◆ Task input ◆
======

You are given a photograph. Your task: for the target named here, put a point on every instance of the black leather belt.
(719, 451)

======

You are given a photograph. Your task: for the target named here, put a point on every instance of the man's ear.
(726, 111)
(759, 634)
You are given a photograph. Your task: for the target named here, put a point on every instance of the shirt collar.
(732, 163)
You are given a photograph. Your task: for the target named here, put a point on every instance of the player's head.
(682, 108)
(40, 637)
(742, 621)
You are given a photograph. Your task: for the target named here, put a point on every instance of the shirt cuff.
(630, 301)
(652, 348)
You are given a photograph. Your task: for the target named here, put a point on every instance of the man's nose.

======

◆ Exercise prompt ◆
Reproduce the lines word for word, from the line containing "the shirt collar." up to and including the line containing "the man's nose.".

◆ Solution ◆
You are given a photograph. Your task: for the target named here, put a point on every instance of the shirt collar.
(732, 163)
You are given a photograph. Your task: for the target named here, put a point on every instance of the player's head.
(682, 108)
(40, 637)
(742, 621)
You are given a photograph. Your task: for the target named here, put a point on every instance of the shirt cuff.
(630, 301)
(652, 348)
You are given a photograph. Your task: for the target named here, put a point on every instance of the man's nose.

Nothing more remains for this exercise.